Entries from a dataset:
#####
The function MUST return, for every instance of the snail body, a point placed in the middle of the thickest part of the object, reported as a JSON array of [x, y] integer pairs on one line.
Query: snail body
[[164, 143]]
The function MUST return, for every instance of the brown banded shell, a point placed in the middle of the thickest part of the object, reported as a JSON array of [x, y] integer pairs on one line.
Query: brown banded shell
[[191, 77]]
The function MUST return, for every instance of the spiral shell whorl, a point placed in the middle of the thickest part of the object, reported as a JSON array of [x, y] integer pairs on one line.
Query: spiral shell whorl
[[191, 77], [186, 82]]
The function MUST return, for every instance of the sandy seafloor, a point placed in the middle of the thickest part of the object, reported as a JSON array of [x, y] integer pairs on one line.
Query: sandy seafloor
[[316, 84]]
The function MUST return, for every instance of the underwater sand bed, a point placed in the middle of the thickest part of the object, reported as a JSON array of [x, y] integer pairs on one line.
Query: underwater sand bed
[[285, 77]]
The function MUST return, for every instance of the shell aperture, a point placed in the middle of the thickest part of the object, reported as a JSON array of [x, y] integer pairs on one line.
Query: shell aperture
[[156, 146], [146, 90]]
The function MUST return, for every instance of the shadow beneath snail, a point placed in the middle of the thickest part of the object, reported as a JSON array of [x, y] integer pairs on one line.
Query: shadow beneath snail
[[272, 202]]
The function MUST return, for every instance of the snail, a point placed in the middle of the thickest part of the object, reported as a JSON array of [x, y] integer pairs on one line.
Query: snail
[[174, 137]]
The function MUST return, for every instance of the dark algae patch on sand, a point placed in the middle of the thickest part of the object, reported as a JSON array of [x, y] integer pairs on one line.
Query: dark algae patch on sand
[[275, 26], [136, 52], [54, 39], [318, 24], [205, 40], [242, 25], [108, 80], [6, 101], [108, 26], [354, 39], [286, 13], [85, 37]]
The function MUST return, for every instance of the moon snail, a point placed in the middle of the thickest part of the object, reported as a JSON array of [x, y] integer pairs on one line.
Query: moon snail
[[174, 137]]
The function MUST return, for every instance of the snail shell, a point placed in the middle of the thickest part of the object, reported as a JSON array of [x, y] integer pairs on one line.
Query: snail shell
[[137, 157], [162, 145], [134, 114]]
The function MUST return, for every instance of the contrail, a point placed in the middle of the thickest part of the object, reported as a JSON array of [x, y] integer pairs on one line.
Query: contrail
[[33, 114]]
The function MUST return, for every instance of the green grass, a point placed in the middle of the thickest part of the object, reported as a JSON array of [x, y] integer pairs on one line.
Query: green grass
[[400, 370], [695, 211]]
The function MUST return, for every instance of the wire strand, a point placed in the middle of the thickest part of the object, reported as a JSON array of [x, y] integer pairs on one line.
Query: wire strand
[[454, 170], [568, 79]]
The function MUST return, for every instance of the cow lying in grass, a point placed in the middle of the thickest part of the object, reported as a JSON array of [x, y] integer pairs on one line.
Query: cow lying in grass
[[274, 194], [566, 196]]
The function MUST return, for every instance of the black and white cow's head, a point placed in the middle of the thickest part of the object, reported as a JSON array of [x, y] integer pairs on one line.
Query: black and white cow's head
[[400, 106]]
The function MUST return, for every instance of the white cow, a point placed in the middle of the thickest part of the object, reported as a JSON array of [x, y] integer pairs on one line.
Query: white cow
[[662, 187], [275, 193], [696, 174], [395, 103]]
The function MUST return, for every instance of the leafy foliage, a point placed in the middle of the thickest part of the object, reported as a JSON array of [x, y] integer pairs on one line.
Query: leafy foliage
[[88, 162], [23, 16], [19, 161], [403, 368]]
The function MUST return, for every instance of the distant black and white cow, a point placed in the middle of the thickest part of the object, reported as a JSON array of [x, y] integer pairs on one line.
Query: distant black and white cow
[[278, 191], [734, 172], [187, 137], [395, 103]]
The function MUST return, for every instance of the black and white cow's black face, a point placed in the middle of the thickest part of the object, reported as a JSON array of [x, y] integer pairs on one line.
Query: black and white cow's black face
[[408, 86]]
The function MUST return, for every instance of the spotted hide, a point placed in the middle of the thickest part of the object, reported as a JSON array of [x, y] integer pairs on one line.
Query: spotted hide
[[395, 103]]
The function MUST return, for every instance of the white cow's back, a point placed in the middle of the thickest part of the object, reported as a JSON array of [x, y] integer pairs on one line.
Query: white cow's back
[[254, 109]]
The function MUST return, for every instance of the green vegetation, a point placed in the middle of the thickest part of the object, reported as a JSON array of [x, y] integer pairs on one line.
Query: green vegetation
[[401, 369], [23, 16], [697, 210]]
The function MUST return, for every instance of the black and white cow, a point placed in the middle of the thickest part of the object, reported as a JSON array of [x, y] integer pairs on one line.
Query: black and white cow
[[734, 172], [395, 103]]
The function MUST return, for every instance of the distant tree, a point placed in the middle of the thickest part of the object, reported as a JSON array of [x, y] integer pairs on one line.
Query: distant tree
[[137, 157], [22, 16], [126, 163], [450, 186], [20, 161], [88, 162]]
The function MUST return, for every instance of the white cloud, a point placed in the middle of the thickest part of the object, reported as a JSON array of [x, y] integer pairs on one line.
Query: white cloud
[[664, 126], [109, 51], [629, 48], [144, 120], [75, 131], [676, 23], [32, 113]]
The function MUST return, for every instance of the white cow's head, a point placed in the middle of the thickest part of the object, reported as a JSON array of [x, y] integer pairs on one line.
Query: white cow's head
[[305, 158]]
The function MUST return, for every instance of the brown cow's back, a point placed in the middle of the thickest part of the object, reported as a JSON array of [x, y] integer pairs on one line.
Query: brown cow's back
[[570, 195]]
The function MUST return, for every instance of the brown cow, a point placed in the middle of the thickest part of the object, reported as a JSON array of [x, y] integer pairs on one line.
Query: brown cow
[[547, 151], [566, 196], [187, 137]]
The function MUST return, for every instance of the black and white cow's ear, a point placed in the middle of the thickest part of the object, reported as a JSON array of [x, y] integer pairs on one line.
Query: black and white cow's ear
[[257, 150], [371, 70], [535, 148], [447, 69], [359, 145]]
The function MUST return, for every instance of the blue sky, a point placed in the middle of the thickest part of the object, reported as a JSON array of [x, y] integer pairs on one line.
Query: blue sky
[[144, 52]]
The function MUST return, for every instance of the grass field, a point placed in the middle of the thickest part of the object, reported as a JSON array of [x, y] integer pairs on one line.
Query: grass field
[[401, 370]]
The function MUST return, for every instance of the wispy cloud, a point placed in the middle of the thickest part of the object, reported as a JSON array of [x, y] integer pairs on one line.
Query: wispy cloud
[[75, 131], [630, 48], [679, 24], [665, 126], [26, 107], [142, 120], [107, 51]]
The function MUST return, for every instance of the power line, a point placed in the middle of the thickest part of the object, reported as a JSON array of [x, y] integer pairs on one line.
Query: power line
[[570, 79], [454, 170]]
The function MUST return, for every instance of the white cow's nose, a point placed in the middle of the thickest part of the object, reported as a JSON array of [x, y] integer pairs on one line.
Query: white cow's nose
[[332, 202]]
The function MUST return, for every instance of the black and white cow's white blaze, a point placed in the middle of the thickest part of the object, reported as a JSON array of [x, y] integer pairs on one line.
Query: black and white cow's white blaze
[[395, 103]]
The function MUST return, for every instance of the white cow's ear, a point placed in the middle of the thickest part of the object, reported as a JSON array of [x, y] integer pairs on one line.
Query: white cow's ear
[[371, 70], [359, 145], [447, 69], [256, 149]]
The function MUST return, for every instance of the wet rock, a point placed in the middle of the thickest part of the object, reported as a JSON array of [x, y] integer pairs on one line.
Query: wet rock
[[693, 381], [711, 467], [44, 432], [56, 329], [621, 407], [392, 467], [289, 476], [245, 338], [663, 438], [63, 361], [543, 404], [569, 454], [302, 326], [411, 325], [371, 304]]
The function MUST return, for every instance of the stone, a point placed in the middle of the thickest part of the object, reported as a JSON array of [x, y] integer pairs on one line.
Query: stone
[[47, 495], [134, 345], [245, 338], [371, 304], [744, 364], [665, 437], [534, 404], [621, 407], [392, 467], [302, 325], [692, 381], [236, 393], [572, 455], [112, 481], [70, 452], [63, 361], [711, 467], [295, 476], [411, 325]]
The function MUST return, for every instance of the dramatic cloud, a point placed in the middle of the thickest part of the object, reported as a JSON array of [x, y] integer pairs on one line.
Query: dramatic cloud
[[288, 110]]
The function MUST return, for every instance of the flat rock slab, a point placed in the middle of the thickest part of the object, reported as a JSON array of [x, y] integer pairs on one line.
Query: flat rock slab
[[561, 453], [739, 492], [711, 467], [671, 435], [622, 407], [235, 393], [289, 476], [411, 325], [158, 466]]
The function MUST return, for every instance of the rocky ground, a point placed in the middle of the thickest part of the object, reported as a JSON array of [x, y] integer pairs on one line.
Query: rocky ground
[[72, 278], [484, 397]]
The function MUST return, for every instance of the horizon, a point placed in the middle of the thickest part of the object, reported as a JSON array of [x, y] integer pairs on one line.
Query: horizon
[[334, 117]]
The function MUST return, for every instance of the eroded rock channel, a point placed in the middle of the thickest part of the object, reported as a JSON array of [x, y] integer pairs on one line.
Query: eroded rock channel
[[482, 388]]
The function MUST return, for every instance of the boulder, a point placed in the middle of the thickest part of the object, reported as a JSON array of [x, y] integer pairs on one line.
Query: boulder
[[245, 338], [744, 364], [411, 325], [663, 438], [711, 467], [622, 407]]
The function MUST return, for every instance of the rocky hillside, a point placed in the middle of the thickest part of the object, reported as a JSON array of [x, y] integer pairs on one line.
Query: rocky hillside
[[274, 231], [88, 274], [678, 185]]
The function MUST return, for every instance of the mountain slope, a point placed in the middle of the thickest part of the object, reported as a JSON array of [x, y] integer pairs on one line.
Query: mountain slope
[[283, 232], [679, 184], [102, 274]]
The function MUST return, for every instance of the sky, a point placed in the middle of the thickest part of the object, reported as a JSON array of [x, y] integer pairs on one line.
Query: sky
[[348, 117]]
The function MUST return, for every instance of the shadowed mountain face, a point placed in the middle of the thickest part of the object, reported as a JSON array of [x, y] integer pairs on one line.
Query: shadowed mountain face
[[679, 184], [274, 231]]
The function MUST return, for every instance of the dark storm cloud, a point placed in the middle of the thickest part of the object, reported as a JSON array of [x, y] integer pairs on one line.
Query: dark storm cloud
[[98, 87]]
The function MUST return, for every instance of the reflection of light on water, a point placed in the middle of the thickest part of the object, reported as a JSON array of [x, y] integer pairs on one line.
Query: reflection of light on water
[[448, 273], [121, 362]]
#####
• Aim of the task:
Could you rewrite the data starting with the line that contains "rocky ground, a" and going on through the line that contains "[[72, 278], [484, 397]]", with "rocky ground" renamed to "stony terrain" and everything else unchanged?

• Exercise answer:
The function MUST return, for every instance of the stony terrain, a point placed in the middle of the thickest part of the object, reported as a JSON array of [x, y] integer pairs on one line.
Query: stony terrain
[[72, 278], [484, 397]]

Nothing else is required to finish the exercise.